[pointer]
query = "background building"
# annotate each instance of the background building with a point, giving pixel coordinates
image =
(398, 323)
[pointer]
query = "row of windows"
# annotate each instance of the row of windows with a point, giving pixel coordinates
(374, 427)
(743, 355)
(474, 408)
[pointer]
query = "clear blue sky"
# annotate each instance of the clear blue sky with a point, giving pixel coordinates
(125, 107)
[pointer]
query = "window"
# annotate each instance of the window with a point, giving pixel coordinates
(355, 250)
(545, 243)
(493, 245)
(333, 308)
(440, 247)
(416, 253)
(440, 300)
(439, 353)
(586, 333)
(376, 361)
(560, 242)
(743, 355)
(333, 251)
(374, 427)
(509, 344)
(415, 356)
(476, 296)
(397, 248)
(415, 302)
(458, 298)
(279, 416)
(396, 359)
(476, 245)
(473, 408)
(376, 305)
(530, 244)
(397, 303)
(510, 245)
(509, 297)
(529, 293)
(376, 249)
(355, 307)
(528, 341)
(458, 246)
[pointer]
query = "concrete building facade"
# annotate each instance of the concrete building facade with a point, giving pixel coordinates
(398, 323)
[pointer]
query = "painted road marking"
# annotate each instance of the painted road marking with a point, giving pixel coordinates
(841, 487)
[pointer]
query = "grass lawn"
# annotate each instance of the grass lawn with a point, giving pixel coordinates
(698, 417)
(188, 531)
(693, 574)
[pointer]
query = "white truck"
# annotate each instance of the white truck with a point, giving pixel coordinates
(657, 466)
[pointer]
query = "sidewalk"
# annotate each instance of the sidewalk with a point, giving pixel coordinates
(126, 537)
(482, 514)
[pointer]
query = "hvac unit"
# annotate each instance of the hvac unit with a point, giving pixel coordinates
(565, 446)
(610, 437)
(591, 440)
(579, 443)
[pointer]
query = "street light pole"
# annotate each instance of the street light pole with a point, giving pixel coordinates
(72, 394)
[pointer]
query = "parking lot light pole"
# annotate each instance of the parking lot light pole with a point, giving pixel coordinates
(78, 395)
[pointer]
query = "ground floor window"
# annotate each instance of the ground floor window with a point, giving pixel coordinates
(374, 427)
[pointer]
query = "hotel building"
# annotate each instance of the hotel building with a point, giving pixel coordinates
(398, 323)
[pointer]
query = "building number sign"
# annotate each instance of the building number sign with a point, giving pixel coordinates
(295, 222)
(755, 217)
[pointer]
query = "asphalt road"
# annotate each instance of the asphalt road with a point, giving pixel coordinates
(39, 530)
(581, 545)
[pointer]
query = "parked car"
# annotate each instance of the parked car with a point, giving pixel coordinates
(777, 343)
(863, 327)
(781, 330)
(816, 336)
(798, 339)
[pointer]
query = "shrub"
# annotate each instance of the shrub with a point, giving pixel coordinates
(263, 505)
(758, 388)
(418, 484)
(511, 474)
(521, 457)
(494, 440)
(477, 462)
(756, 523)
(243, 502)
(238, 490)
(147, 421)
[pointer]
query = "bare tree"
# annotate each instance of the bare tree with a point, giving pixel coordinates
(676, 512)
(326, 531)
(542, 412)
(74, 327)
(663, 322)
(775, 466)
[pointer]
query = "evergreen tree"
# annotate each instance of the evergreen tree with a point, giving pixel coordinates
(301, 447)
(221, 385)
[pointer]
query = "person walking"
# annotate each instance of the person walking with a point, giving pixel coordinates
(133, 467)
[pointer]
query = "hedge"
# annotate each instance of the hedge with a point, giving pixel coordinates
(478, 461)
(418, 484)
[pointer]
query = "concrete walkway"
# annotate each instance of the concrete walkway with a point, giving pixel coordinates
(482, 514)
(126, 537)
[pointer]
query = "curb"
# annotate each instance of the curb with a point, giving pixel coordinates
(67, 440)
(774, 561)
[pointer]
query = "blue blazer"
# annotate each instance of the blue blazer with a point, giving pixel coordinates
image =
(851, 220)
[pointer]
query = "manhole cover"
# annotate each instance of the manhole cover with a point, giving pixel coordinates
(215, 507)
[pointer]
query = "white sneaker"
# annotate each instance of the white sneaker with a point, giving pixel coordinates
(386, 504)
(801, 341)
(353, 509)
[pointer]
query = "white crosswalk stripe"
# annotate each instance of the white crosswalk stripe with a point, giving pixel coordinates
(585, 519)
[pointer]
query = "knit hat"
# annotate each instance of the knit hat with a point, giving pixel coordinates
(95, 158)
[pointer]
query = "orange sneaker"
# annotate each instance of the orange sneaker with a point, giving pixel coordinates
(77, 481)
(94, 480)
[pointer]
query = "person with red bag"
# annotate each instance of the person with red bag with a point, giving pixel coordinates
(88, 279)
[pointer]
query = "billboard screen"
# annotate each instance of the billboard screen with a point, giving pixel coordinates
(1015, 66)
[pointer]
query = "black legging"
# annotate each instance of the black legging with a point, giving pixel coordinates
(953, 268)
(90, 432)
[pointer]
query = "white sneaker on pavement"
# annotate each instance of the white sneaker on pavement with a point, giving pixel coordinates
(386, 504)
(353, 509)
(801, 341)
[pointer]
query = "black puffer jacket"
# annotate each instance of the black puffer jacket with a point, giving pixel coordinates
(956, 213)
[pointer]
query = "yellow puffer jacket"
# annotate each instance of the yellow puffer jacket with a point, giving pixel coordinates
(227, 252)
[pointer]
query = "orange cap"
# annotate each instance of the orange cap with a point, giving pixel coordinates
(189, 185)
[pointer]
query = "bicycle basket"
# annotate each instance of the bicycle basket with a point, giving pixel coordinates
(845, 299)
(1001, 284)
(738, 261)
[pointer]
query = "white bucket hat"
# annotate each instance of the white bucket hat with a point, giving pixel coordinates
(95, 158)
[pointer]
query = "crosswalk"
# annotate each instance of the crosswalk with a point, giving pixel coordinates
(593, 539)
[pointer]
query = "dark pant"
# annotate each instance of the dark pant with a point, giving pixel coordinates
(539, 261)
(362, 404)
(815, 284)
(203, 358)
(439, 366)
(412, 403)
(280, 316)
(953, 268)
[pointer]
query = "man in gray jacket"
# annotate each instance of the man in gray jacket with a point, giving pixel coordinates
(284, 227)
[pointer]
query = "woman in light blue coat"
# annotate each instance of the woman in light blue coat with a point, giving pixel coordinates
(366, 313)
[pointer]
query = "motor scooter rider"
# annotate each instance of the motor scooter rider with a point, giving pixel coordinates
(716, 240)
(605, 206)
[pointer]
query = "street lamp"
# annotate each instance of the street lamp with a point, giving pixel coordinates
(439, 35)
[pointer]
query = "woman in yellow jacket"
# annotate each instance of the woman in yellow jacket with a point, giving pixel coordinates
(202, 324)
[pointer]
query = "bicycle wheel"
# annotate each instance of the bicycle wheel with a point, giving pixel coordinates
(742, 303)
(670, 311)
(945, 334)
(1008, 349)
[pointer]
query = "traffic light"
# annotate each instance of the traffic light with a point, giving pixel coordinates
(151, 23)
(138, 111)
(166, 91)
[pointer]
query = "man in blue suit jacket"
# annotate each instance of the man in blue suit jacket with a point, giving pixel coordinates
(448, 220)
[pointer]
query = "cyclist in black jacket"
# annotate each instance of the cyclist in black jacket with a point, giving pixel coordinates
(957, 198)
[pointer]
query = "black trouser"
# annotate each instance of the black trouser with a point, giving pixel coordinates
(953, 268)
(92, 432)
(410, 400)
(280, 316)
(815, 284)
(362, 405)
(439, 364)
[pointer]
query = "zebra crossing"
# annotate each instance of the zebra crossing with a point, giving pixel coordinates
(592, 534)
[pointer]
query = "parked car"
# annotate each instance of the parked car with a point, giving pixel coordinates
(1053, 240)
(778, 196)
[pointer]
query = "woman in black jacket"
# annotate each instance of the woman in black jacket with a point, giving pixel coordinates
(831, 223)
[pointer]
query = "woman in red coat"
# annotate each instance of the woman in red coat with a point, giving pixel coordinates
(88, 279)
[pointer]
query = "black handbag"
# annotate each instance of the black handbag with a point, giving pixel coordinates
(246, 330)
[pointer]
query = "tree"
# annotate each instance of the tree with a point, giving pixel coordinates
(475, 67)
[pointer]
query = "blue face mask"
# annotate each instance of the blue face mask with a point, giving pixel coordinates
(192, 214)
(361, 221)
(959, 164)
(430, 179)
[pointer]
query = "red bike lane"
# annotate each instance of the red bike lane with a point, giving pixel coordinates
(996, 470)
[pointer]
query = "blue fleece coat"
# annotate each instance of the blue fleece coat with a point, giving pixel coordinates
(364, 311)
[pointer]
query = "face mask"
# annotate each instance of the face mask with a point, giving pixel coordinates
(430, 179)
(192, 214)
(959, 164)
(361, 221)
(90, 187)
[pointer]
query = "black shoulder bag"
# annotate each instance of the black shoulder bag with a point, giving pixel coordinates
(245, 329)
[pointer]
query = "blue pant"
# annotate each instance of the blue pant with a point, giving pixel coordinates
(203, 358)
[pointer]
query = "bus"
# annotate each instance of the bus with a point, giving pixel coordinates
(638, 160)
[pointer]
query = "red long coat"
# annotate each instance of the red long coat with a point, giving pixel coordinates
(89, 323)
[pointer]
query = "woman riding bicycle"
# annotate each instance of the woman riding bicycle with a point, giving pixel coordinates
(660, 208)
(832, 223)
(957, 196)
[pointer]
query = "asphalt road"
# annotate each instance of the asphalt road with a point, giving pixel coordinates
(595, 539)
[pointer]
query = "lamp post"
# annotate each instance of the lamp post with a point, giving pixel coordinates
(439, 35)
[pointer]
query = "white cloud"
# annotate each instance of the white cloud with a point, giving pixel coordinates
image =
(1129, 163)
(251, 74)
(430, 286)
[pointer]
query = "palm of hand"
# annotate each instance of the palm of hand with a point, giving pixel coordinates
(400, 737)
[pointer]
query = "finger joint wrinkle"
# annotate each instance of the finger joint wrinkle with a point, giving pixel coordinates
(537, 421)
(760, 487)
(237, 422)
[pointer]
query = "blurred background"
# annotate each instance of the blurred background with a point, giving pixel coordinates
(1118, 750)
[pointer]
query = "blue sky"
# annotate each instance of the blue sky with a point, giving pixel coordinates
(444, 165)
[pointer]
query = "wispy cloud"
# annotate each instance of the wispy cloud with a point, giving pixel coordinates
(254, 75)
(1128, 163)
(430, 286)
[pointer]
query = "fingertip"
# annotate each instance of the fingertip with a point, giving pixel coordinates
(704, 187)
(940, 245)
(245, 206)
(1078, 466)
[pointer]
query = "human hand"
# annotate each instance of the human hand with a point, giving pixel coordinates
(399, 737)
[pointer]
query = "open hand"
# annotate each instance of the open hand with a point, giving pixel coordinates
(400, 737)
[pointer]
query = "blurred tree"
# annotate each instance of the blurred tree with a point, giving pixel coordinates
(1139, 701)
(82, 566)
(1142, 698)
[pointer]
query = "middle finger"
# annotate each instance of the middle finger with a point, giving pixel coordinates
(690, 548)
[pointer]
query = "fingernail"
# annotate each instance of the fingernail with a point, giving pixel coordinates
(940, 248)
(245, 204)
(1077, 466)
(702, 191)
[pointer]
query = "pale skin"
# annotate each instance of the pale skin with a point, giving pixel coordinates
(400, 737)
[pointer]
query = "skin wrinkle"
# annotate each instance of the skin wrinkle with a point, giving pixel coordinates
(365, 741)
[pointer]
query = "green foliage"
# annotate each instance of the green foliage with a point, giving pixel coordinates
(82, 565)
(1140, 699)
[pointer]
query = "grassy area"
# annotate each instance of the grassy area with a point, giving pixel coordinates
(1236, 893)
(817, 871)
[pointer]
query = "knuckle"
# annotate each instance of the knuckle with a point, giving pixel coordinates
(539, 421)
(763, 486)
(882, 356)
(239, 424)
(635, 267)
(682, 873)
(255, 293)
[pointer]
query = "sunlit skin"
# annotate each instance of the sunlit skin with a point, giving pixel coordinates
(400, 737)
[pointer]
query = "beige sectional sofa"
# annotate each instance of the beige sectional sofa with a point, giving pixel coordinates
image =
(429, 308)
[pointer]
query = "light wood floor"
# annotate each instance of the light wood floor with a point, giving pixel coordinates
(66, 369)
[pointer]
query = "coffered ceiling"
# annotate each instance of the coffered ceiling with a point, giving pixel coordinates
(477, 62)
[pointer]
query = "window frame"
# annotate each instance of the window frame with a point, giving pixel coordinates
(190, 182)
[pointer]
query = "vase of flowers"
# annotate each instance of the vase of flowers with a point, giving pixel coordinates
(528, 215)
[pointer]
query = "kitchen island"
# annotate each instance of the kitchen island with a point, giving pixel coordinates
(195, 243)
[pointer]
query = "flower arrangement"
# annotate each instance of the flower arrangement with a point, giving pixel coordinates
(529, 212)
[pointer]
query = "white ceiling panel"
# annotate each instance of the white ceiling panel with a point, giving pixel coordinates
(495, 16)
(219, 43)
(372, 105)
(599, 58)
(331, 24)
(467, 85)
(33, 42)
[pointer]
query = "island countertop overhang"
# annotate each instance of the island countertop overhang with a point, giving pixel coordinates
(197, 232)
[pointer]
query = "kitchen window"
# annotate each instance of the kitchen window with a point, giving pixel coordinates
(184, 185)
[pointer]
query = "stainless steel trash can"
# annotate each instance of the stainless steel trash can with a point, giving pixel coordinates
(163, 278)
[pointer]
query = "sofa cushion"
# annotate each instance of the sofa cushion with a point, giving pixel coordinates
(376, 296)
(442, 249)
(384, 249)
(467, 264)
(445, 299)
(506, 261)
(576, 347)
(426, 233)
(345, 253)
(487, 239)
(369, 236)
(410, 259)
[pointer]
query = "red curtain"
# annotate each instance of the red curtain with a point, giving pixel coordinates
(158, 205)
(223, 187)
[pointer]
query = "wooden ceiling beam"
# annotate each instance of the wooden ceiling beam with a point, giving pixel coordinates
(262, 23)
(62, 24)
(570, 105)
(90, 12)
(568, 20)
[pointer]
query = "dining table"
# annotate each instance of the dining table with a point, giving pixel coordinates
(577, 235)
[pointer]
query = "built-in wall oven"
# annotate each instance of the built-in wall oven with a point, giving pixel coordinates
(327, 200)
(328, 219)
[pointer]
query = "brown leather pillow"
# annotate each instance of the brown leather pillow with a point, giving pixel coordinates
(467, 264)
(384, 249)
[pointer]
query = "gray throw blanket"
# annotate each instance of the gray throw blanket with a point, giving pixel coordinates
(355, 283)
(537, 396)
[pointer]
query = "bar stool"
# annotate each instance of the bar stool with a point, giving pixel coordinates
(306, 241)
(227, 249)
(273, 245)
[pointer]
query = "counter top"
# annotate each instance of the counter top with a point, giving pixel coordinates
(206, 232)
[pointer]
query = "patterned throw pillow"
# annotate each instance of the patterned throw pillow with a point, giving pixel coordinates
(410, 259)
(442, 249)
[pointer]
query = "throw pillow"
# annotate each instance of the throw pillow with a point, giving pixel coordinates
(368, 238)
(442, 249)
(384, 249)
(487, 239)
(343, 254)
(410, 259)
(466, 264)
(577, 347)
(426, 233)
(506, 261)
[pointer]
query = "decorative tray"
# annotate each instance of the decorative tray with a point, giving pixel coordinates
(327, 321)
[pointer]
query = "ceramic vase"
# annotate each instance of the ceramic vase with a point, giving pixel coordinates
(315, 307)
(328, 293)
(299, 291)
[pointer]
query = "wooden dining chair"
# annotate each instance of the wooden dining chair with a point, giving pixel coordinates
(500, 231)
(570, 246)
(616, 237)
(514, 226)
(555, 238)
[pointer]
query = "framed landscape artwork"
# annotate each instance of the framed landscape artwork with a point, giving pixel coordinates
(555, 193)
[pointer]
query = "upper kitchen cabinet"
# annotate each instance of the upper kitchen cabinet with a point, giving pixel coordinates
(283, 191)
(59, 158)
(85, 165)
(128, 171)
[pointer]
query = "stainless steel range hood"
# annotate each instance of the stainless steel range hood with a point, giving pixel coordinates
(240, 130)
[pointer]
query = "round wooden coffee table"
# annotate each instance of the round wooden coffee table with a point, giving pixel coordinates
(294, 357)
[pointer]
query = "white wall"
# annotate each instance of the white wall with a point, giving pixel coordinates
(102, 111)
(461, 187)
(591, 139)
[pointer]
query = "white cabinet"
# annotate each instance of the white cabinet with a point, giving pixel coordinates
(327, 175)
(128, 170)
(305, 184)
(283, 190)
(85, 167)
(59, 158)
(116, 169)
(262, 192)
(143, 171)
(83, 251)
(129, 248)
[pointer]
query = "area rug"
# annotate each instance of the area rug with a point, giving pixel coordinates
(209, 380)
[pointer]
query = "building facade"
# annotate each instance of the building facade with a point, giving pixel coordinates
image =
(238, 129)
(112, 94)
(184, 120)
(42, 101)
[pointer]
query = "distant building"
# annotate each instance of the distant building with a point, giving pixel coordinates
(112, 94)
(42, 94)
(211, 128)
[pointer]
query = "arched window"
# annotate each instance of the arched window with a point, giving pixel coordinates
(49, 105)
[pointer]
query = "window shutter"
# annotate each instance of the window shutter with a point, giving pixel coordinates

_ _ _ _

▶ _Problem requirements_: State, as a bare number, how many lines in the rows above contain the word "crossing".

▶ _Response to this exercise_: 2